----- Source information -----

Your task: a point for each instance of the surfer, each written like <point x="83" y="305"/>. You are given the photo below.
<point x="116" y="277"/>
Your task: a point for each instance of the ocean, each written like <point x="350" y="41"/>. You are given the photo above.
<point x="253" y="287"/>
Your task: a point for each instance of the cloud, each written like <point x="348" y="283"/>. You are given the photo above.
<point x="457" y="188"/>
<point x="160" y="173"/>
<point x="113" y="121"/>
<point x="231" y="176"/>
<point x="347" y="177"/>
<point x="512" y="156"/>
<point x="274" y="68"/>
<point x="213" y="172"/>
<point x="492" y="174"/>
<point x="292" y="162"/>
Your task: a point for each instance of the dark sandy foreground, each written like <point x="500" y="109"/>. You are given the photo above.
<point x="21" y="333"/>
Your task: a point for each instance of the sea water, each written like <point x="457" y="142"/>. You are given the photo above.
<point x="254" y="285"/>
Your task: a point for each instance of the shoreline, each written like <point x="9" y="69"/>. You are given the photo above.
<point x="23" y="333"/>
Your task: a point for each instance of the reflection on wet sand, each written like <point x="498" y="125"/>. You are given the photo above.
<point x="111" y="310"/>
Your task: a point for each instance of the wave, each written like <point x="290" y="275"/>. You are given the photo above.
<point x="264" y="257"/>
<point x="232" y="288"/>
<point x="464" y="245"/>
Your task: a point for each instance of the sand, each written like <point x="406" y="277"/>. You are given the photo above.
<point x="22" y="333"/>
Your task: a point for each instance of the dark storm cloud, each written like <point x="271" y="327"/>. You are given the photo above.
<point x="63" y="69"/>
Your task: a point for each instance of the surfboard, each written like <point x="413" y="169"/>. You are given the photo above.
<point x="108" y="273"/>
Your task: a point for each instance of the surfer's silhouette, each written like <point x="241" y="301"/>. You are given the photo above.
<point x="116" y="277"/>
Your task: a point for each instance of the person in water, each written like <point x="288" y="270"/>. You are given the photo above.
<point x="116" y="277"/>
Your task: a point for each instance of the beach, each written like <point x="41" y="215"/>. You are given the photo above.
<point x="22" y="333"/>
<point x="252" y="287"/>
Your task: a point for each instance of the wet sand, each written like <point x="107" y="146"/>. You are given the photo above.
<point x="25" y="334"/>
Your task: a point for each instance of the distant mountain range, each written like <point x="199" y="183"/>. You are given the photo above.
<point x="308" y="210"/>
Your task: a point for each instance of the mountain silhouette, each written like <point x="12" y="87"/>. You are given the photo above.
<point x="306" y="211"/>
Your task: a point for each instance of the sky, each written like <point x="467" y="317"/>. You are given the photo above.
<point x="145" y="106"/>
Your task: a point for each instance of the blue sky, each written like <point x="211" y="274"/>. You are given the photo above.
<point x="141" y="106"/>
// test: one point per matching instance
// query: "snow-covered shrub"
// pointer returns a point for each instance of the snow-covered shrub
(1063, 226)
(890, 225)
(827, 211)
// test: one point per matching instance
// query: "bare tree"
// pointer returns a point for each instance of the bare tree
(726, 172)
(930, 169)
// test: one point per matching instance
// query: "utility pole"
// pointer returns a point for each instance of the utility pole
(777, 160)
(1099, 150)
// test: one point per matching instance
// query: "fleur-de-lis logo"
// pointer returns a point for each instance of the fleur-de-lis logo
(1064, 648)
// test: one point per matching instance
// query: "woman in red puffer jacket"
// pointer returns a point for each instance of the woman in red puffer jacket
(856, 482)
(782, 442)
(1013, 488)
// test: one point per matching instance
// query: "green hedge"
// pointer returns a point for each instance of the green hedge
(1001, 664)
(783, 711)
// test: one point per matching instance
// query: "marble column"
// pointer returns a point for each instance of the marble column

-----

> **Exercise goal**
Repeat the records above with every character intact.

> **Response**
Your task: a point for each instance of the surfer, each written like <point x="83" y="305"/>. You are given the photo below.
<point x="116" y="277"/>
Your task: a point for each instance of the ocean, each written like <point x="350" y="41"/>. You are given the photo above.
<point x="253" y="287"/>
Your task: a point for each instance of the cloud, each written like <point x="348" y="283"/>. You are given the photo above.
<point x="457" y="188"/>
<point x="160" y="173"/>
<point x="113" y="121"/>
<point x="231" y="176"/>
<point x="347" y="177"/>
<point x="512" y="156"/>
<point x="274" y="68"/>
<point x="213" y="172"/>
<point x="492" y="174"/>
<point x="292" y="162"/>
Your task: a point for each instance of the dark sandy foreground, each written like <point x="500" y="109"/>. You are given the photo above.
<point x="21" y="333"/>
Your task: a point for each instance of the sea water, each written like <point x="457" y="142"/>. You are given the photo above.
<point x="254" y="285"/>
Your task: a point for each instance of the shoreline, each written like <point x="9" y="69"/>. You are given the photo above.
<point x="23" y="333"/>
Your task: a point for each instance of the reflection on wet sand, each written like <point x="498" y="125"/>. You are given the photo above.
<point x="111" y="310"/>
Your task: a point for each instance of the wave, each written like <point x="290" y="275"/>. You are given the photo above.
<point x="264" y="257"/>
<point x="232" y="288"/>
<point x="464" y="245"/>
Your task: a point for each instance of the sand, each written like <point x="406" y="277"/>. You are given the photo above.
<point x="22" y="333"/>
Your task: a point for each instance of the dark storm cloud, each written like <point x="271" y="327"/>. You are given the photo above.
<point x="63" y="69"/>
Your task: a point for each instance of the surfboard, each written like <point x="413" y="169"/>. You are given the photo above.
<point x="108" y="273"/>
Your task: a point for each instance of the surfer's silhouette, each written like <point x="241" y="301"/>. You are given the photo above.
<point x="116" y="277"/>
Your task: a point for each instance of the person in water, each written like <point x="288" y="270"/>. You are given the photo above.
<point x="116" y="277"/>
Your task: a point for each instance of the beach, each written like <point x="41" y="215"/>. You are given the photo above.
<point x="22" y="333"/>
<point x="252" y="287"/>
Your task: a point for each instance of the wet sand, each written like <point x="107" y="146"/>. You are given the photo above.
<point x="25" y="334"/>
Your task: a point for each instance of the distant mountain range, each written like <point x="199" y="183"/>. You are given the photo above.
<point x="308" y="210"/>
Your task: a point for each instance of the mountain silhouette, each written like <point x="12" y="87"/>. You are given the photo above.
<point x="306" y="211"/>
Your task: a point for each instance of the sky, each written like <point x="467" y="317"/>. You are given the photo above.
<point x="145" y="106"/>
Your task: a point for each instance of the blue sky, each written like <point x="211" y="274"/>. You are given the photo above.
<point x="141" y="106"/>
// test: one point per matching instance
// query: "snow-covered shrub"
// pointer returns a point for each instance of the snow-covered shrub
(1063, 226)
(890, 225)
(827, 211)
// test: one point per matching instance
// query: "bare tree"
// pointer returns a point for each instance of the bare tree
(726, 172)
(930, 169)
// test: one point per matching instance
// query: "utility pole"
// pointer returns a point for each instance of the utility pole
(777, 160)
(1099, 150)
// test: one point per matching instance
// query: "fleur-de-lis logo"
// pointer returns a point for each instance of the fleur-de-lis logo
(1064, 648)
// test: one point per matching instance
// query: "woman in red puffer jacket"
// pointer returns a point for each instance of the woman in red puffer jacket
(856, 482)
(782, 442)
(1013, 488)
// test: one point per matching instance
// query: "green hedge"
// pointer returns a point for each instance of the green hedge
(1001, 664)
(783, 711)
// test: one point per matching instance
// query: "marble column"
// pointer returns a point for each instance of the marble column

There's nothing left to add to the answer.